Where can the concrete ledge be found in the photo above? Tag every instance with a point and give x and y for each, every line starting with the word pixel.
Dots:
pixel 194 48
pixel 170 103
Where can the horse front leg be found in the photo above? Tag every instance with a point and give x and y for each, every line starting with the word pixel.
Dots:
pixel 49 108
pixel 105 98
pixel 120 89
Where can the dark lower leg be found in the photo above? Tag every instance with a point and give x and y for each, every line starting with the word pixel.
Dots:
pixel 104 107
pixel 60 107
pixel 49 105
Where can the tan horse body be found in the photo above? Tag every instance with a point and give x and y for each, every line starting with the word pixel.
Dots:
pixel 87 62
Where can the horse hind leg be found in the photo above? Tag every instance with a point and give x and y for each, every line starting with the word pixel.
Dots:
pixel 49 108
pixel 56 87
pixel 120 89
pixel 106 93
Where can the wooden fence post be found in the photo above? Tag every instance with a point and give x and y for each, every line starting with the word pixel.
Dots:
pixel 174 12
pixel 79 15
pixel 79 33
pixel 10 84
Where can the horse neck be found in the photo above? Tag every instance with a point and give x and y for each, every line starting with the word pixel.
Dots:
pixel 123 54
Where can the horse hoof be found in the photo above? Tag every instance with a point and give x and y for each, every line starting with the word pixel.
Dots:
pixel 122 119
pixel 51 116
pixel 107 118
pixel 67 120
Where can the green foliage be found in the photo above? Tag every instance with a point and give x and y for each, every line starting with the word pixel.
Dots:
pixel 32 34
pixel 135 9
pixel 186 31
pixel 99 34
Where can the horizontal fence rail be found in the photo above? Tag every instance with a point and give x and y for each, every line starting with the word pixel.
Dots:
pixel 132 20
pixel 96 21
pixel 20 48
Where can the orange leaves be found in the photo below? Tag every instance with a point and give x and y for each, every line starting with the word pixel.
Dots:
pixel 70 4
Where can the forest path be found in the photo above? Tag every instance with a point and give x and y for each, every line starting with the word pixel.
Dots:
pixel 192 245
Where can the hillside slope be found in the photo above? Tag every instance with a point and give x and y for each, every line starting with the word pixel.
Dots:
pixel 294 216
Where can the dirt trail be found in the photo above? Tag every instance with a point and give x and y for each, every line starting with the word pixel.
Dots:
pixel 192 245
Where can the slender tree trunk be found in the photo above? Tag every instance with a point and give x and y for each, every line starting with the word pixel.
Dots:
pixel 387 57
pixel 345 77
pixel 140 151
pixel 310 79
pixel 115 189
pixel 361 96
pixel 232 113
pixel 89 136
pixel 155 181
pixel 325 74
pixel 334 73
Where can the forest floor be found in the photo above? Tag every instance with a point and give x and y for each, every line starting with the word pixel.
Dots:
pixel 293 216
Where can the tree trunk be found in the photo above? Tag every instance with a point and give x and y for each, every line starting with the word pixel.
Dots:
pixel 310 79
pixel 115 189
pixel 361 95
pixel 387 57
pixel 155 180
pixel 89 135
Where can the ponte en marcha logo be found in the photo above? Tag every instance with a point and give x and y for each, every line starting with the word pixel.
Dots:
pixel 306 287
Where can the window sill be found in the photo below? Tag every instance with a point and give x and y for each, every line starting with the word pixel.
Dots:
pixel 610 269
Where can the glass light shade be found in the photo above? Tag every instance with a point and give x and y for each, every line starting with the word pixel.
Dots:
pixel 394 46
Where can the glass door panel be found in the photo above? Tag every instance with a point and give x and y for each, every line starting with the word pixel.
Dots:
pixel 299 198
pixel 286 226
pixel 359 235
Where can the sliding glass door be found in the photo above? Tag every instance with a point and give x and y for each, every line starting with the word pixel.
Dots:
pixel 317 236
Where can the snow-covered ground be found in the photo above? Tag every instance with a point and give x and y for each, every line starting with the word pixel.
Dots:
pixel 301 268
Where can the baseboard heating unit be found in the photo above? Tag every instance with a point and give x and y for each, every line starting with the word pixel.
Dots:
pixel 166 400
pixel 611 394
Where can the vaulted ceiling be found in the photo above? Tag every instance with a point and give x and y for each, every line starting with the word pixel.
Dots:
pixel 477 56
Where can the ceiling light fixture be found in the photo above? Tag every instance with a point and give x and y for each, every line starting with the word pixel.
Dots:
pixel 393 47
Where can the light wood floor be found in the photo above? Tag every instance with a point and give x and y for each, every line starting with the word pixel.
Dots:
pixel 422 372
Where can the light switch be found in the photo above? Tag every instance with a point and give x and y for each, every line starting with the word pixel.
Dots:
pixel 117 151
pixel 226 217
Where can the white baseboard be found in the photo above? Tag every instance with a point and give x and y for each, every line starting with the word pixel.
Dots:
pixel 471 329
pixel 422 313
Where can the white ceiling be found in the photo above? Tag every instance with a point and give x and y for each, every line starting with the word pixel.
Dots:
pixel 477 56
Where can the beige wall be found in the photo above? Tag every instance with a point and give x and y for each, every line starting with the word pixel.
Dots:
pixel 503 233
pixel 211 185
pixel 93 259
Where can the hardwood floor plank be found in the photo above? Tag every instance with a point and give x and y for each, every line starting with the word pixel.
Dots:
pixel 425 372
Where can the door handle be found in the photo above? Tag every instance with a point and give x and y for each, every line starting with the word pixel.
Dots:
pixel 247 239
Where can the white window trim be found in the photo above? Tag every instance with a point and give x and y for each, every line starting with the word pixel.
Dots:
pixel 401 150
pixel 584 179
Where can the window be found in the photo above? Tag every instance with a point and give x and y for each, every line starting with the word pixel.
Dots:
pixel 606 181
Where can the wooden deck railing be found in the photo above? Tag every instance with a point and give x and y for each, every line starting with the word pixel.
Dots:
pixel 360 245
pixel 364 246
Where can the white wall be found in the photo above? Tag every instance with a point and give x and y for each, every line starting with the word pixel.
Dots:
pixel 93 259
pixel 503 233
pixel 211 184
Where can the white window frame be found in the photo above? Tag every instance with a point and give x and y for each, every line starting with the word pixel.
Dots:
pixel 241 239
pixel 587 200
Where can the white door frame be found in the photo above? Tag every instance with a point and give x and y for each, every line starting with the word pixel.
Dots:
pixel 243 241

****

**Exercise goal**: Write out the material again exactly as it stands, from the line with "Where can the slender" up to and including the line with "pixel 334 73".

**Exercise result**:
Where can the slender tree trunk be found in the photo above? Tag every instance with a point and give x and y for each, every line starting with the word pixel.
Dots:
pixel 387 57
pixel 345 77
pixel 140 151
pixel 310 79
pixel 115 189
pixel 361 96
pixel 232 113
pixel 89 136
pixel 155 181
pixel 325 74
pixel 334 73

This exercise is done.